• **LISTED RECORDS**:
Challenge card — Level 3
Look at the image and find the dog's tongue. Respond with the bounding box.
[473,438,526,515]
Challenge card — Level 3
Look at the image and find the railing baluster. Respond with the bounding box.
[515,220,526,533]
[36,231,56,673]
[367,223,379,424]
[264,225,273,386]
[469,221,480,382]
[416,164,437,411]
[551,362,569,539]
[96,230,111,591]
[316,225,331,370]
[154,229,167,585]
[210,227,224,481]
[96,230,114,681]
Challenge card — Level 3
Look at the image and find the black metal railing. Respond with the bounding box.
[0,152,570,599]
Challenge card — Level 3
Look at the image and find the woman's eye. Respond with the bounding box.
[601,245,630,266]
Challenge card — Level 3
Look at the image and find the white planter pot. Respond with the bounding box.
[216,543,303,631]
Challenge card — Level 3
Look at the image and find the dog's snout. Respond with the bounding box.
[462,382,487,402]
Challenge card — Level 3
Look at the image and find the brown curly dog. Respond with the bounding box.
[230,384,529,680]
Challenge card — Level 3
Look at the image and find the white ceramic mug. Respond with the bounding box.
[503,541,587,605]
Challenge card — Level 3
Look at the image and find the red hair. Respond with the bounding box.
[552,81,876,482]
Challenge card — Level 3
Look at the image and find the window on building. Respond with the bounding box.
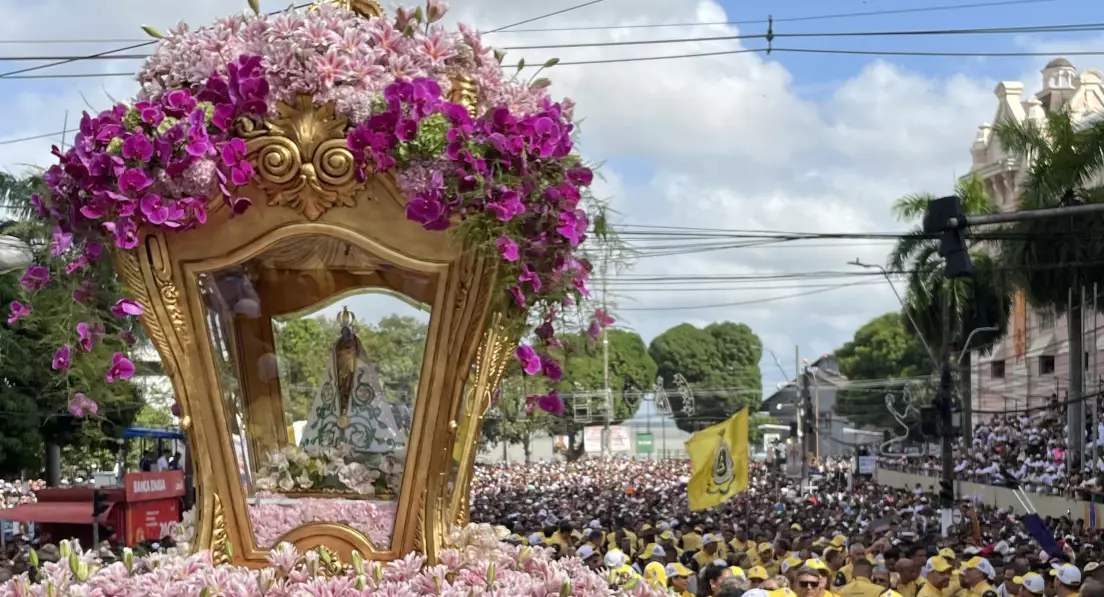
[1038,307,1054,330]
[989,361,1005,380]
[1039,354,1054,375]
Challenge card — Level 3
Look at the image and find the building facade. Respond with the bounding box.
[970,58,1104,420]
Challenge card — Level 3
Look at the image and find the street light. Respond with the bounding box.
[0,234,34,274]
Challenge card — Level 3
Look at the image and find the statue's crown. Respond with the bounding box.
[338,307,357,329]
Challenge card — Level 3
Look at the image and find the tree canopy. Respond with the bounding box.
[836,312,932,427]
[648,321,763,431]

• **WRITTEN INSTRUCTION**:
Return every line of the listing above word for word, leaving out the pictures.

• **OUTPUT FOR THIS EXERCISE**:
Challenge card — Level 3
Look at the image and find the dog's tongue. Respond with the bounding box.
[473,438,526,515]
Challenge card — Level 3
Look at the image and find the railing baluster. Respond with the bounding box.
[515,220,526,533]
[36,231,56,673]
[367,223,379,424]
[264,225,273,386]
[469,221,480,382]
[416,164,437,411]
[551,362,569,539]
[96,230,111,591]
[316,225,331,370]
[154,229,167,585]
[210,227,224,481]
[96,230,114,681]
Challenge card — Level 3
Look at the image and find the black metal railing. Respond with the bounding box.
[0,152,570,599]
Challenge card — Level 3
Look at the image and find the woman's eye. Respond with the bounding box.
[601,245,630,266]
Challenge card — Level 3
Look at the image and find the white planter pot. Respond with the bounding box.
[216,543,303,631]
Challenge card — Level 3
Look at the image and find the dog's snout. Respond with the bounding box.
[462,382,487,402]
Challenge card — Level 3
Look at the image and find the brown curly dog. Respond with the bounding box.
[230,384,529,680]
Challenge card — Level 3
Look at the image and find the white ceramic mug. Respond with the bounding box.
[503,541,587,605]
Challenge card — Level 3
Look at the image and find the red hair. Respond with the bounding box.
[552,81,876,482]
Challenge card — Level 3
Look at the image and find the window on building. Respond with the bounding box.
[1038,307,1054,330]
[989,361,1005,380]
[1039,354,1054,375]
Challenge card — Level 3
Look at the image and find the building facade. Respond with the bounding box.
[970,58,1104,420]
Challenge card — Level 3
Look at the image and find the street light. Respond with the bounding box.
[0,234,34,274]
Challenge card — Level 3
Look at the image and find the statue's crown. Respond with the bounding box.
[338,307,357,329]
Challenge card — Level 3
Look at the image and find the tree canopy. Respond with the bounding box.
[836,312,932,427]
[648,321,763,431]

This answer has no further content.